● WHAT IS ASKED
Rescale the rows from the line containing "# locate steeple" through the end of the rows, inclusive, and write out only those lines, requests included, with every coordinate in the answers multiplied by 1.7 and rounded to a whole number, halves rounded up.

[Point annotations for photos]
==*==

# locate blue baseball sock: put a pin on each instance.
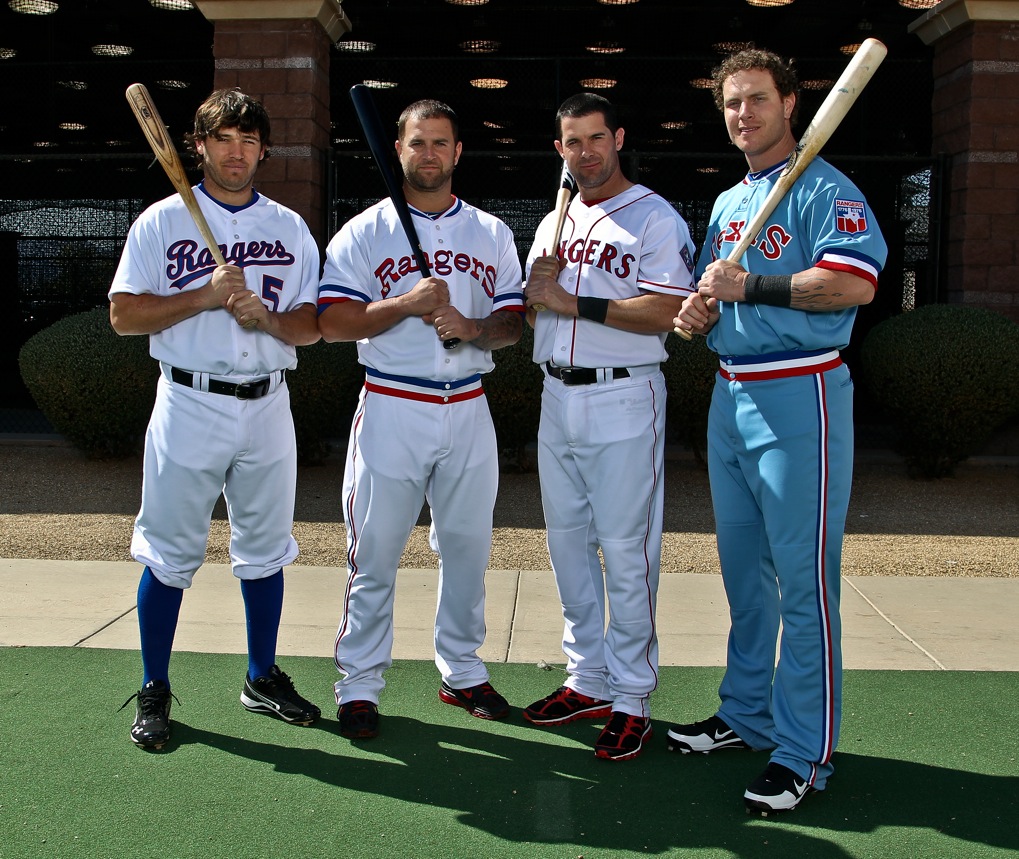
(158, 610)
(263, 608)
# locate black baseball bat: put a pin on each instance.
(380, 145)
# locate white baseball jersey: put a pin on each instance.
(165, 254)
(200, 443)
(370, 259)
(619, 248)
(422, 433)
(601, 444)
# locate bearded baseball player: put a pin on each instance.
(224, 337)
(609, 292)
(422, 430)
(780, 434)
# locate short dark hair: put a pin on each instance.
(229, 109)
(428, 109)
(584, 104)
(782, 70)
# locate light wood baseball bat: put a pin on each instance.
(833, 110)
(567, 186)
(155, 132)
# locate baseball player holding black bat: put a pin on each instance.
(609, 292)
(422, 430)
(224, 336)
(780, 434)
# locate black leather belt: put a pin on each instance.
(242, 390)
(584, 375)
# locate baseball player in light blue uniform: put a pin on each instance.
(780, 434)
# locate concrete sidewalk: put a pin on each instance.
(921, 624)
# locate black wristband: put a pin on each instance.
(591, 308)
(774, 289)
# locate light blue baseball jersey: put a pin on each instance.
(822, 221)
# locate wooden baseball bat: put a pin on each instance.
(833, 110)
(155, 132)
(380, 145)
(567, 186)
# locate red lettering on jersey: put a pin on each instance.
(608, 253)
(772, 240)
(734, 232)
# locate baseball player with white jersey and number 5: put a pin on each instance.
(224, 336)
(780, 434)
(422, 430)
(608, 293)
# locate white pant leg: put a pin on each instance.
(462, 496)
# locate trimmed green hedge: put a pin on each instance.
(948, 376)
(95, 387)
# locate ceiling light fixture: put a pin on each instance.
(605, 48)
(479, 46)
(34, 7)
(112, 50)
(731, 47)
(355, 46)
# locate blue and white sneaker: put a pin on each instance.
(710, 735)
(776, 789)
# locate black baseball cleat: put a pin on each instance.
(566, 705)
(481, 700)
(151, 729)
(274, 694)
(776, 789)
(359, 719)
(624, 737)
(704, 737)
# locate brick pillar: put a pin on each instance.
(278, 53)
(975, 121)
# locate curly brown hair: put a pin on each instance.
(229, 109)
(782, 71)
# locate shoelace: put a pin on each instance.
(150, 701)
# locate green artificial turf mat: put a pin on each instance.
(926, 767)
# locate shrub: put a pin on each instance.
(324, 391)
(514, 392)
(94, 386)
(948, 376)
(690, 374)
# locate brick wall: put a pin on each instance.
(285, 65)
(976, 121)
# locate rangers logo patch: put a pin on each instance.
(850, 216)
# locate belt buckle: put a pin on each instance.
(252, 390)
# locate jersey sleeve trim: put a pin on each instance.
(858, 264)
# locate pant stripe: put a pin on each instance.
(820, 567)
(352, 543)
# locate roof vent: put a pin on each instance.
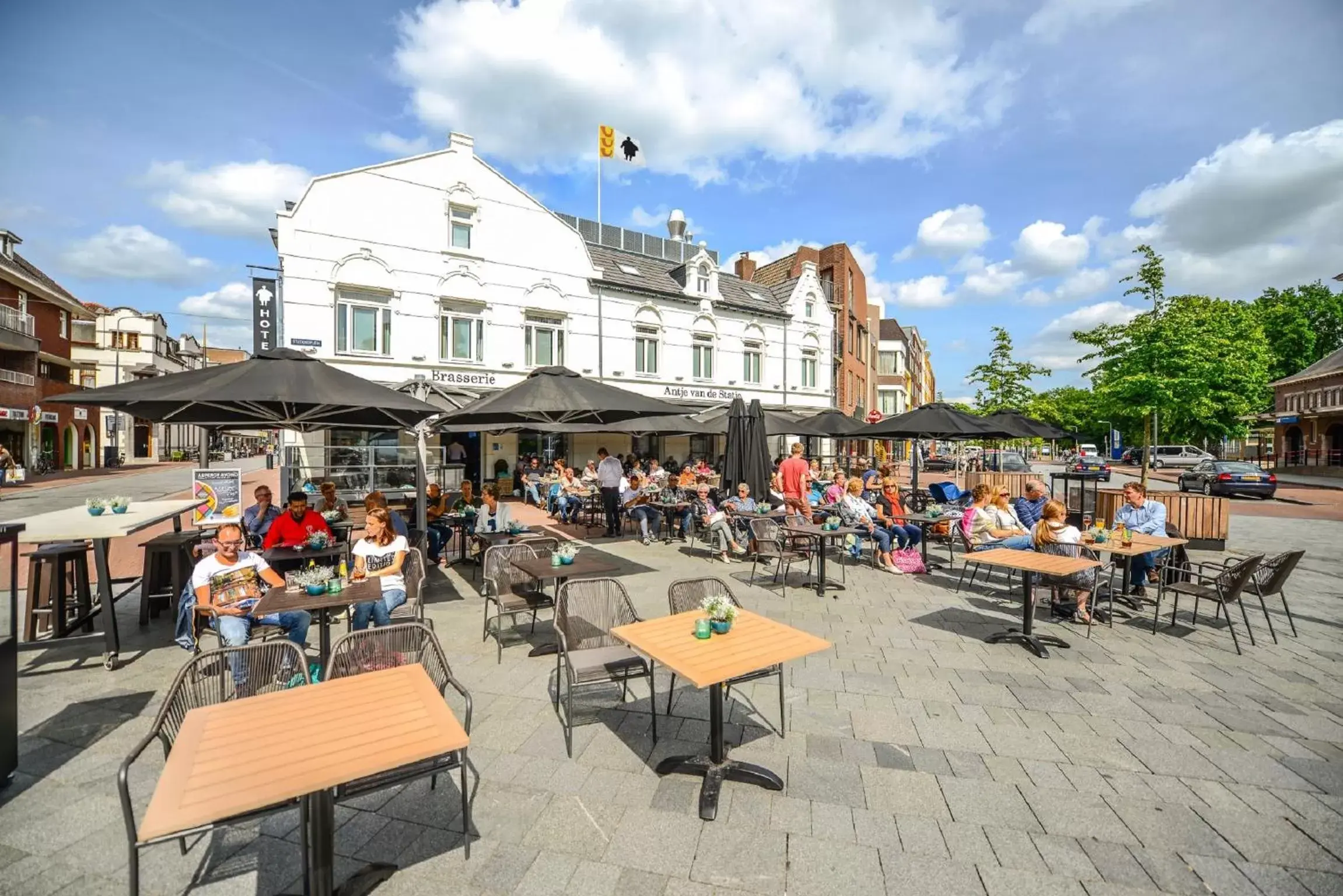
(676, 225)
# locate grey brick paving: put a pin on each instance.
(918, 760)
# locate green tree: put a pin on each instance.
(1302, 326)
(1005, 383)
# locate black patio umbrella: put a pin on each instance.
(278, 388)
(555, 396)
(749, 456)
(934, 421)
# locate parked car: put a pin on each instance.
(1229, 477)
(1003, 461)
(1096, 465)
(1178, 456)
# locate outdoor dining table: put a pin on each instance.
(1030, 562)
(279, 600)
(245, 755)
(753, 644)
(822, 536)
(540, 569)
(76, 524)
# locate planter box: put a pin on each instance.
(1201, 519)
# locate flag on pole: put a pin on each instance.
(614, 144)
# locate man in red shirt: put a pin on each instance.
(793, 478)
(296, 526)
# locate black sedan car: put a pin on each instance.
(1228, 477)
(1091, 464)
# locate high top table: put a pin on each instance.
(753, 644)
(243, 755)
(77, 524)
(1030, 562)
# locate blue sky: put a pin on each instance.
(994, 162)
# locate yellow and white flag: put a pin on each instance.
(614, 144)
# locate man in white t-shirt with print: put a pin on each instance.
(232, 580)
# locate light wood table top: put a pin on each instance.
(243, 755)
(76, 524)
(1032, 561)
(754, 642)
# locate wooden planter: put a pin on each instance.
(1201, 519)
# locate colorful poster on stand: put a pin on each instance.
(219, 494)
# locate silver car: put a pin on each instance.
(1178, 456)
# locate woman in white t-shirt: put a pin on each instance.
(380, 554)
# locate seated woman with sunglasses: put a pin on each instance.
(995, 524)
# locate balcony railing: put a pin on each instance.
(15, 376)
(11, 318)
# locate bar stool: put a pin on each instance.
(57, 571)
(167, 567)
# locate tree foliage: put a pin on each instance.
(1003, 382)
(1302, 326)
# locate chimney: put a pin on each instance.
(744, 268)
(676, 226)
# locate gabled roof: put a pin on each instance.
(659, 277)
(23, 268)
(1323, 367)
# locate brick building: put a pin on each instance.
(36, 326)
(847, 292)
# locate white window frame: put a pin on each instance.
(701, 349)
(447, 318)
(345, 305)
(753, 349)
(646, 338)
(461, 216)
(555, 326)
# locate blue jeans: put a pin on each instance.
(646, 515)
(379, 610)
(907, 534)
(1141, 564)
(1016, 543)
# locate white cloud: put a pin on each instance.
(1044, 249)
(131, 251)
(700, 82)
(234, 199)
(1056, 18)
(1055, 347)
(951, 232)
(398, 147)
(926, 292)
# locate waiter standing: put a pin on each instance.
(608, 476)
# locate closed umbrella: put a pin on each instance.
(555, 396)
(749, 456)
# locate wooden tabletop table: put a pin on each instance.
(753, 644)
(245, 755)
(281, 601)
(76, 524)
(1030, 562)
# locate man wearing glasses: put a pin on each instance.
(232, 580)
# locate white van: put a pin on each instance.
(1177, 456)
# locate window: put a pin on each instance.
(463, 220)
(809, 369)
(751, 363)
(645, 349)
(363, 327)
(461, 338)
(544, 340)
(701, 356)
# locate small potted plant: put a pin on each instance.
(722, 613)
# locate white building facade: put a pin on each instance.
(438, 268)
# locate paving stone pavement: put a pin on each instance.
(918, 758)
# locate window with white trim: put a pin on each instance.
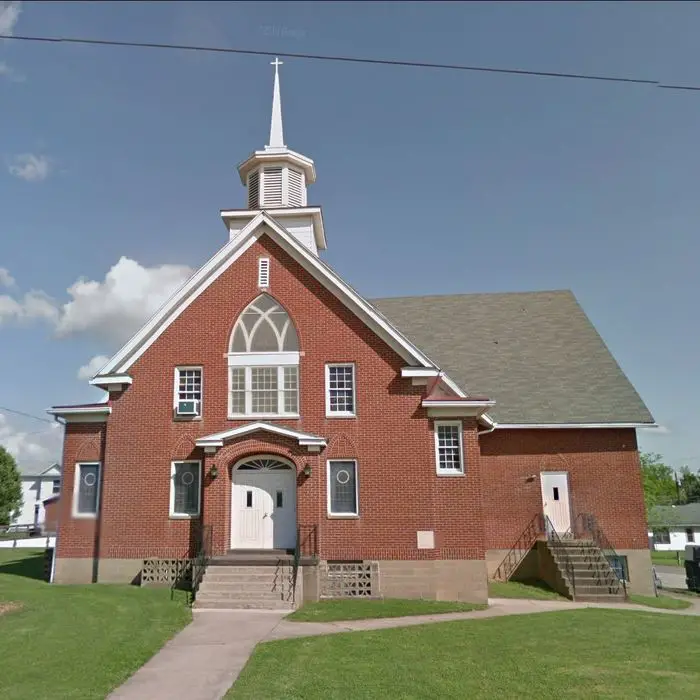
(86, 489)
(263, 272)
(185, 491)
(264, 362)
(449, 456)
(340, 389)
(188, 388)
(342, 487)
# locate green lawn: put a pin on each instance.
(331, 610)
(667, 558)
(536, 590)
(578, 654)
(663, 601)
(76, 642)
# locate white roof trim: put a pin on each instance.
(552, 426)
(110, 380)
(211, 270)
(217, 439)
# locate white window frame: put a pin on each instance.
(449, 472)
(176, 391)
(341, 414)
(246, 361)
(171, 509)
(77, 477)
(329, 510)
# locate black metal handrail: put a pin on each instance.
(522, 546)
(306, 546)
(586, 525)
(559, 548)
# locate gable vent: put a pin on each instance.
(253, 190)
(263, 272)
(295, 188)
(272, 187)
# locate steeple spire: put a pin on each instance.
(276, 131)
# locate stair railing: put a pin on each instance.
(522, 546)
(586, 525)
(559, 548)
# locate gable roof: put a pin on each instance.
(680, 516)
(262, 224)
(535, 353)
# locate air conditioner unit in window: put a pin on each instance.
(189, 407)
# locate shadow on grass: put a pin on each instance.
(31, 566)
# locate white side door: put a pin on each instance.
(251, 525)
(555, 499)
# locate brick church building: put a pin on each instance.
(425, 437)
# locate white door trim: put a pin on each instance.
(263, 504)
(556, 499)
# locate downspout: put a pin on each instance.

==*==

● RESPONSE
# locate steeple spire: put a pin on each instance.
(469, 223)
# locate stair railing: put a pin on each instance.
(887, 928)
(996, 893)
(950, 932)
# locate gable roof: put a pin on each instance.
(1156, 877)
(445, 381)
(910, 600)
# locate air conditioner unit in window: put a pin on each instance.
(321, 692)
# locate shadow on grass: put a pin on each instance.
(53, 962)
# locate white side door: put a pin on each instance.
(427, 893)
(944, 848)
# locate brick church building: put a pin on each instance.
(723, 743)
# locate white door trim: put a pin on each instance.
(447, 857)
(945, 848)
# locate downspout: put a pin on each instance.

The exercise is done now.